==== THE INPUT
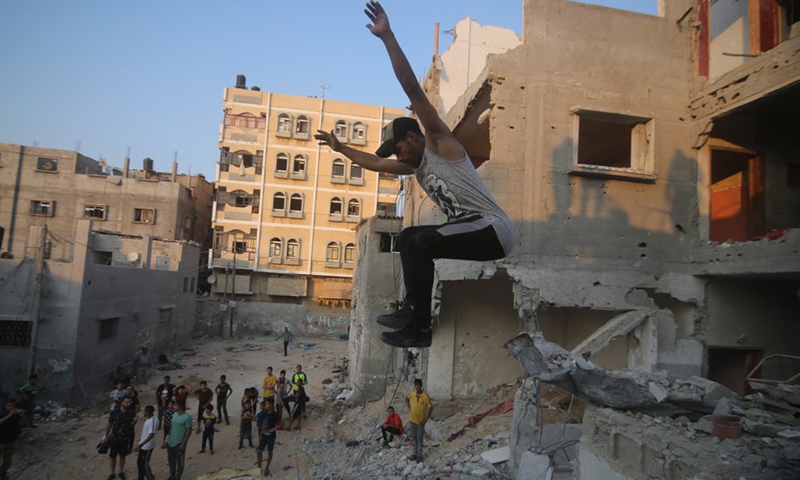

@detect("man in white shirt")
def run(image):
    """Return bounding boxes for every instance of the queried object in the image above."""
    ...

[133,405,159,480]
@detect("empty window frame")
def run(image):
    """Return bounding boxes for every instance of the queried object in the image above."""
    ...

[331,159,346,183]
[277,113,292,137]
[30,200,54,217]
[133,208,156,224]
[275,153,289,178]
[377,201,397,216]
[98,317,119,341]
[573,110,655,179]
[349,162,364,185]
[285,238,300,265]
[36,157,59,172]
[295,115,311,139]
[334,120,349,142]
[84,204,107,220]
[292,155,307,180]
[347,198,362,221]
[325,241,341,266]
[288,193,304,218]
[344,243,356,266]
[272,192,287,216]
[329,197,344,221]
[351,122,366,145]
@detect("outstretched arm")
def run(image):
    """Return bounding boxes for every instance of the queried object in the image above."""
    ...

[314,129,414,175]
[364,1,464,161]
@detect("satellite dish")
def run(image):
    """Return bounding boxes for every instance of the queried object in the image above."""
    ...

[207,275,216,285]
[127,252,140,262]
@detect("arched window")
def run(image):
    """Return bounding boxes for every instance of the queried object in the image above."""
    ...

[269,237,283,263]
[286,239,299,259]
[334,120,348,142]
[331,158,345,183]
[275,153,289,177]
[352,122,366,145]
[329,197,343,221]
[277,113,292,137]
[295,115,310,138]
[344,243,356,265]
[288,193,303,218]
[325,242,340,265]
[349,162,364,185]
[272,192,286,216]
[291,155,307,180]
[347,198,361,220]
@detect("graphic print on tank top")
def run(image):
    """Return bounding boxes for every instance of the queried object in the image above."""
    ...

[422,173,463,219]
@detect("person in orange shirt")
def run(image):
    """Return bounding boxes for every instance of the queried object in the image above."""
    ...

[262,367,277,405]
[380,406,404,447]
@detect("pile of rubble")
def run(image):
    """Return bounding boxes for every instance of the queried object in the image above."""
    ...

[29,400,79,424]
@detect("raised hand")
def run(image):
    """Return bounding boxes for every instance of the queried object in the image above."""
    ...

[364,1,390,38]
[314,130,343,152]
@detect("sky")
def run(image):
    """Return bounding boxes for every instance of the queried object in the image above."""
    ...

[0,0,657,180]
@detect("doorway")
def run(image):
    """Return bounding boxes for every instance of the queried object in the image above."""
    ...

[706,347,763,396]
[709,148,764,242]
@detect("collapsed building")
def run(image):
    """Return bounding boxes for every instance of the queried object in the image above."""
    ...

[350,0,800,478]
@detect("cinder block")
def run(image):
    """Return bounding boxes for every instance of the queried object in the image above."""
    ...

[612,433,641,473]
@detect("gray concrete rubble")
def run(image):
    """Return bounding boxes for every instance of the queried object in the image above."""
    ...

[505,331,736,413]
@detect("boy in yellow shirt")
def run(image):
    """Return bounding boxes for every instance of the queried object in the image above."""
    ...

[405,378,433,462]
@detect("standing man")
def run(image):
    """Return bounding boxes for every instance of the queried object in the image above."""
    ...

[133,346,152,385]
[405,379,433,462]
[261,367,277,405]
[133,405,159,480]
[109,381,127,413]
[315,1,515,349]
[380,406,404,447]
[282,326,293,356]
[214,375,233,425]
[17,375,44,428]
[0,399,23,480]
[155,376,174,430]
[290,365,308,419]
[165,400,193,480]
[255,400,283,477]
[193,381,213,433]
[103,396,137,480]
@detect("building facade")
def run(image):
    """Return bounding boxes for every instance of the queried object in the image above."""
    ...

[210,77,405,310]
[0,143,213,264]
[349,0,800,475]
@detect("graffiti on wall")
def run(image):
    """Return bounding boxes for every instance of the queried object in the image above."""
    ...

[46,357,72,375]
[136,326,156,350]
[302,313,351,332]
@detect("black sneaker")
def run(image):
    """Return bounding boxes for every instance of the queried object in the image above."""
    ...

[376,304,414,329]
[380,325,432,348]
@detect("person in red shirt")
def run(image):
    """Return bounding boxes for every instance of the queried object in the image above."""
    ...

[380,406,403,447]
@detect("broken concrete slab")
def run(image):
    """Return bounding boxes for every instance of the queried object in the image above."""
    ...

[516,452,551,480]
[480,445,510,464]
[571,310,649,360]
[505,331,735,413]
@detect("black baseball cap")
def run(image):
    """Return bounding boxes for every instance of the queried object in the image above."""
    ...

[375,117,421,158]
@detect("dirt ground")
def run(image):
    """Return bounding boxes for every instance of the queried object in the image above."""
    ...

[8,335,352,480]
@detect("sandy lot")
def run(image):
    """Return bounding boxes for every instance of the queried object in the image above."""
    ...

[8,335,351,480]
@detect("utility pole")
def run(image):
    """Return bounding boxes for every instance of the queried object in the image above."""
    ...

[27,224,47,378]
[229,244,237,338]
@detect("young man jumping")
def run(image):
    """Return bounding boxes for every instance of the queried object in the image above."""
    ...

[315,1,514,348]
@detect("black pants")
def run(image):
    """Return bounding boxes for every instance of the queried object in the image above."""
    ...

[217,397,229,423]
[283,341,289,355]
[202,430,214,452]
[136,448,154,480]
[381,426,402,443]
[398,215,506,328]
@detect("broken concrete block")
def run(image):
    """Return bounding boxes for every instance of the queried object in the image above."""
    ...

[480,445,510,464]
[686,375,737,404]
[648,382,670,402]
[571,310,649,360]
[516,452,551,480]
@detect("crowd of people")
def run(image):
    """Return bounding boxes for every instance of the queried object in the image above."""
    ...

[95,361,314,480]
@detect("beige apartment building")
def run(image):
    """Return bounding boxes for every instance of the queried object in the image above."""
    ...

[210,77,405,309]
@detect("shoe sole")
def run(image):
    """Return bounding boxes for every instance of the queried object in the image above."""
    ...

[380,333,432,348]
[376,316,412,329]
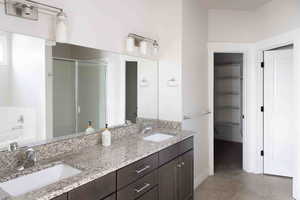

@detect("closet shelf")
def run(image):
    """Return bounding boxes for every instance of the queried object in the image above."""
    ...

[216,92,240,96]
[216,106,240,110]
[215,121,241,127]
[216,76,243,80]
[214,63,241,68]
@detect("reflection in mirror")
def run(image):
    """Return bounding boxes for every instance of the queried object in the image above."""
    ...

[51,58,106,137]
[0,31,158,151]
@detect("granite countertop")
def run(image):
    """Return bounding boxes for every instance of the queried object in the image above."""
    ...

[0,129,194,200]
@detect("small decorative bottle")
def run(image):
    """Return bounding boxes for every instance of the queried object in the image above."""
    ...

[85,121,95,134]
[102,124,111,147]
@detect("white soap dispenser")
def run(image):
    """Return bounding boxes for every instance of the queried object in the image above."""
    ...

[85,121,95,134]
[102,124,111,147]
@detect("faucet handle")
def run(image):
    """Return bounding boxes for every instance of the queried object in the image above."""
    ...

[25,148,37,162]
[8,142,18,152]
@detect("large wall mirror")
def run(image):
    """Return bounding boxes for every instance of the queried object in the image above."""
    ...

[0,31,159,150]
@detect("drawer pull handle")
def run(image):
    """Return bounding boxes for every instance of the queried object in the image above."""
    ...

[134,183,151,193]
[135,165,150,174]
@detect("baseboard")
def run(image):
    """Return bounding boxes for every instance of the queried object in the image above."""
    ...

[194,171,209,189]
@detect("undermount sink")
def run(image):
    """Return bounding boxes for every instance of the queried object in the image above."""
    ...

[143,133,174,142]
[0,164,81,197]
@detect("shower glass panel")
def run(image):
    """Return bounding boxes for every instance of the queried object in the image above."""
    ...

[52,59,106,137]
[53,59,76,137]
[77,61,106,132]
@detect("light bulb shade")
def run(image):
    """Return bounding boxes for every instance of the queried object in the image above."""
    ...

[23,5,33,16]
[56,12,68,43]
[140,40,148,55]
[126,36,135,52]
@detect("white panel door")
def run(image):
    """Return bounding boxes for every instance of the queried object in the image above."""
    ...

[264,49,294,177]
========
■ **WORK TO COMPLETE**
Without the pictures, write out the entire listing exactly.

■ **ANSWER BELOW**
@detect("man in white shirt")
def run(image):
    """Return bounding boxes for every instance of the queried object in the image above."""
    ...

[133,405,159,480]
@detect("empty window frame")
def run(image):
    """Return bounding boxes for every instance of the queried object in the image above."""
    ...

[331,159,346,183]
[277,113,292,137]
[30,200,54,217]
[133,208,156,224]
[275,153,289,178]
[377,201,397,216]
[98,317,119,341]
[573,110,655,179]
[349,162,364,185]
[285,238,300,265]
[36,157,59,172]
[295,115,311,139]
[334,120,349,142]
[84,204,107,220]
[292,155,307,180]
[347,198,362,221]
[325,241,341,266]
[288,193,304,218]
[344,243,356,266]
[272,192,287,216]
[329,197,344,221]
[351,122,366,145]
@detect("outstretched arm")
def run(image):
    """Return bounding boxes for every instance of the queried object in the image above."""
    ...

[314,129,414,175]
[364,1,464,161]
@detect("satellite dish")
def run(image):
    """Return bounding boxes for every instance of the queried object in the image above."""
    ...

[207,275,216,285]
[127,252,140,262]
@detect("arched window")
def run(image):
    """Return bounding boxes for every instance of the queried object in the image above."""
    ...

[269,237,283,263]
[286,239,299,259]
[334,120,348,142]
[331,158,345,183]
[275,153,289,177]
[352,122,366,145]
[329,197,343,221]
[277,113,292,137]
[295,115,310,138]
[344,243,356,265]
[288,193,303,218]
[325,242,340,265]
[349,162,364,185]
[272,192,286,216]
[291,155,307,180]
[347,198,361,220]
@detect("graphic print on tank top")
def run(image):
    """Return bounding boxes for every instance of the queried object in the image above."""
    ...

[422,173,463,219]
@detect("person in orange shirt")
def run(image):
    """Return bounding boxes for every instance of the queried object in the image above."""
    ...

[262,367,277,405]
[380,406,404,447]
@detect("pile of rubble")
def run(image):
    """Return bounding boxes for every instance of the queried object in the image above."""
    ...

[29,400,79,424]
@detect("raised hand")
def run(image):
    """Return bounding boxes for every instance of the queried object in the image above."""
    ...

[364,1,390,38]
[314,130,343,152]
@detect("sky")
def run(image):
    """Return bounding boxes for every instance of the queried object in the image above."""
    ...

[0,0,657,180]
@detect("doorway")
def run(image):
    """Return bounding boxes for every instance of the queried object in the image above."""
    ...

[706,347,763,396]
[709,148,764,242]
@detect("collapsed building")
def run(image):
    """Return bounding boxes for every instance of the queried object in the image above."""
    ...

[350,0,800,478]
@detect("cinder block")
def run(image):
    """Return bounding boxes for every instance of the queried object in the image above."""
    ...

[612,433,641,473]
@detect("gray concrete rubble")
def run(image):
    """Return bounding boxes for every instance of the queried object in the image above."""
    ...

[505,331,736,413]
@detect("boy in yellow shirt")
def run(image):
    """Return bounding boxes for every instance of the queried object in the image above."""
    ...

[405,378,433,462]
@detect("standing man")
def run(image):
    """Return bounding boxes for every instance of the queried object in the image above."""
    ...

[133,346,152,385]
[405,379,433,462]
[261,367,277,405]
[133,405,159,480]
[109,381,127,413]
[315,1,515,349]
[380,406,404,447]
[282,326,293,356]
[214,375,233,425]
[17,375,44,428]
[0,399,23,480]
[155,376,174,430]
[290,365,308,419]
[165,400,193,480]
[255,400,283,477]
[193,381,213,433]
[103,396,137,480]
@detect("building facade")
def run(image):
    """Return bounding boxes for every instance of the queried object in the image above."""
    ...

[210,77,405,310]
[0,143,213,264]
[349,0,800,475]
@detect("graffiti on wall")
def run(image):
    """Return bounding boxes for every instance of the queried object in the image above."""
    ...

[46,357,72,375]
[136,326,156,350]
[302,313,351,332]
@detect("black sneaker")
def run(image):
    """Return bounding boxes for every instance of the queried object in the image above."""
    ...

[376,304,414,329]
[380,325,432,348]
@detect("person in red shirt")
def run(image):
    """Return bounding boxes for every instance of the queried object in the image above."""
    ...

[380,406,403,447]
@detect("broken concrete slab")
def run(image):
    """Return bounding boxes for every instance of the queried object in the image above."""
    ...

[516,452,551,480]
[480,445,510,464]
[571,310,649,360]
[505,331,735,413]
@detect("black baseball cap")
def run(image):
    """Return bounding boxes for every instance of the queried object in the image above."""
    ...

[375,117,421,158]
@detect("dirt ground")
def run(image):
    """Return bounding boxes for every instance of the queried object in the image above."""
    ...

[8,335,352,480]
@detect("sandy lot")
def run(image):
    """Return bounding boxes for every instance of the queried object in the image above."""
    ...

[8,335,351,480]
@detect("utility pole")
def run(image):
    """Return bounding boxes for every instance of the queried object in the image above."""
    ...

[27,224,47,378]
[229,244,237,338]
@detect("young man jumping")
def run(image):
    """Return bounding boxes for every instance of the queried object in the image above."""
    ...

[315,1,514,348]
@detect("black pants")
def run(image):
    """Return bounding boxes for every instance of the queried object in the image above."""
    ...

[217,397,229,423]
[283,341,289,355]
[202,430,214,452]
[136,448,154,480]
[381,426,402,443]
[398,215,506,328]
@detect("broken concrete block")
def run(image):
    """Return bounding boxes for every instance of the queried object in the image above."""
    ...

[480,445,510,464]
[686,375,737,404]
[648,382,670,402]
[571,310,649,360]
[516,452,551,480]
@detect("crowd of people")
def run(image):
    """Return bounding boxes for every instance of the queried object in the image above."""
    ...

[95,361,314,480]
@detect("beige apartment building")
def run(image):
    """Return bounding boxes for every instance of the queried object in the image above."""
    ...

[210,77,405,309]
@detect("shoe sole")
def run(image):
    """Return bounding boxes for every instance of the queried object in the image above."""
    ...

[380,333,432,348]
[376,316,412,329]

@detect("closet shelf")
def run(image):
    """Return bounding boxes for every instance of the queried object in the image above."""
    ...

[216,92,240,96]
[216,106,240,110]
[215,121,241,127]
[216,76,243,80]
[214,63,241,68]
@detect("reflection in mirror")
def run(image):
    """Return bounding boxes for every instance of the queried object in the image above."""
    ...

[51,58,106,137]
[0,31,158,151]
@detect("granite countertop")
def run(image):
    """Return bounding boxes for every instance of the queried object in the image above."""
    ...

[0,129,194,200]
@detect("small decorative bottle")
def run(image):
    """Return bounding boxes for every instance of the queried object in the image above."""
    ...

[85,121,95,134]
[102,124,111,147]
@detect("white soap dispenser")
def run(image):
    """Return bounding boxes for every instance of the queried object in the image above."""
    ...

[85,121,95,134]
[102,124,111,147]
@detect("faucet handle")
def run(image):
    """Return bounding boxes for every instance of the queried object in the image above."""
    ...

[25,148,37,162]
[8,142,18,152]
@detect("large wall mirror")
def run(image):
    """Return bounding boxes for every instance of the queried object in the image above."""
    ...

[0,31,159,150]
@detect("drawer pull handle")
def run(image):
    """Return bounding boxes for every instance of the queried object in the image above."""
    ...

[134,183,151,193]
[135,165,150,174]
@detect("baseboard")
def run(image):
    """Return bounding boxes for every instance of the queried object in the image above."""
    ...

[194,171,209,189]
@detect("undermount sink")
def run(image):
    """Return bounding boxes for every instance of the queried object in the image above."""
    ...

[143,133,174,142]
[0,164,81,197]
@detect("shower glass panel")
def run(image):
    """Return bounding boxes for every instance of the queried object in the image above."""
    ...

[52,59,106,137]
[53,59,76,137]
[77,61,106,132]
@detect("light bulb shade")
def run(image):
    """Return bounding boxes for every instance of the queried object in the image above."""
    ...

[23,5,33,16]
[56,12,68,43]
[140,40,148,55]
[126,36,135,52]
@detect("white panel door")
def run(image):
    """Return bounding boxes for every instance of the queried object in the image above."""
    ...

[264,49,294,177]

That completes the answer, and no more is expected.